>> Start Data shown

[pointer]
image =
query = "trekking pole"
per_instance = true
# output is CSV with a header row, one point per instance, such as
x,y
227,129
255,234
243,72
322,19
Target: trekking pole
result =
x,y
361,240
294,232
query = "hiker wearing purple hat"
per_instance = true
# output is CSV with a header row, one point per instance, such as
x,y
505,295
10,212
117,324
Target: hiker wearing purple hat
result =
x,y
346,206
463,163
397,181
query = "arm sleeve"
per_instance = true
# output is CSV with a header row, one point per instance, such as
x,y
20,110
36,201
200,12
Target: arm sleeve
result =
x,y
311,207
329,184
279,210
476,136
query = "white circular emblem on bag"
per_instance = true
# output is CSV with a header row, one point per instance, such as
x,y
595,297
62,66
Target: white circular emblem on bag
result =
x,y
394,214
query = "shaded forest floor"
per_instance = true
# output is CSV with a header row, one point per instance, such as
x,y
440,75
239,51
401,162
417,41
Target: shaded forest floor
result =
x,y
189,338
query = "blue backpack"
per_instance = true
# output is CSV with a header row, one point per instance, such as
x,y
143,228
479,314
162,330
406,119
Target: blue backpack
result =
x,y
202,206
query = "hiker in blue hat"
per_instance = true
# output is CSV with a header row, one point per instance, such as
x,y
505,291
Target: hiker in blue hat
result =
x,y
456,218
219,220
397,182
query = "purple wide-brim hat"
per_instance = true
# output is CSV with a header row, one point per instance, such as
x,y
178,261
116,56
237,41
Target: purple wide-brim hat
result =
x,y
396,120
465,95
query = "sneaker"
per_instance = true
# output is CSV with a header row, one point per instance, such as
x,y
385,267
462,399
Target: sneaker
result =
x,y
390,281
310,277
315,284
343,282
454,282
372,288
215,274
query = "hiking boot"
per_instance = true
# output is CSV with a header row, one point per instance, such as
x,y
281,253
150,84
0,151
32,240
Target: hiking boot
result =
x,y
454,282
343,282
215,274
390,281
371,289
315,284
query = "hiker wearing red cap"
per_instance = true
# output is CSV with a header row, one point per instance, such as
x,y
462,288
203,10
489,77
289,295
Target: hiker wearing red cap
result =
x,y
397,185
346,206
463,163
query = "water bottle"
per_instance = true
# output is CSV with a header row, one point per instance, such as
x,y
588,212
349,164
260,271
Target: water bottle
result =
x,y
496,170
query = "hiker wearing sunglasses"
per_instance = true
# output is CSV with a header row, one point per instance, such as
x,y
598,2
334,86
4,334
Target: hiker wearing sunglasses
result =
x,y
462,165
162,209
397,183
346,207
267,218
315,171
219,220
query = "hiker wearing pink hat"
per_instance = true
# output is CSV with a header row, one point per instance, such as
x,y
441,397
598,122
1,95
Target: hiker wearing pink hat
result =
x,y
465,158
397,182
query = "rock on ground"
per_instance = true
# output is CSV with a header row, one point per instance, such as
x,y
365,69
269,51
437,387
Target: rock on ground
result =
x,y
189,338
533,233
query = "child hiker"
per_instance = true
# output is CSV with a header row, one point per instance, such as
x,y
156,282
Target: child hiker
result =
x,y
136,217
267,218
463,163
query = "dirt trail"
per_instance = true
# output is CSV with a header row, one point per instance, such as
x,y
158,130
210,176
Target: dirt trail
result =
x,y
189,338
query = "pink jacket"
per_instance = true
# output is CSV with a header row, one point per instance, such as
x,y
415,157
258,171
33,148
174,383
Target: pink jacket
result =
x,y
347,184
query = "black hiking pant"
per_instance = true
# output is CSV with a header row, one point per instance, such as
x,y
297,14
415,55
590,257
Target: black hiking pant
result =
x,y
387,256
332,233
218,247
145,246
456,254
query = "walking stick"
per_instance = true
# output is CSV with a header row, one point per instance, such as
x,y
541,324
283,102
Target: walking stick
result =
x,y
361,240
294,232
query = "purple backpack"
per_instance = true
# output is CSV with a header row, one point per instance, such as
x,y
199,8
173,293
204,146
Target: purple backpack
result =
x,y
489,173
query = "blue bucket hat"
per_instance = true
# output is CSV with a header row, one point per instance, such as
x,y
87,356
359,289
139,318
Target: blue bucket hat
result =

>> End Data shown

_Challenge_. Tally how many lines in the rows above contain the word "jacket", and reply with that number alone.

_Finished task_. 2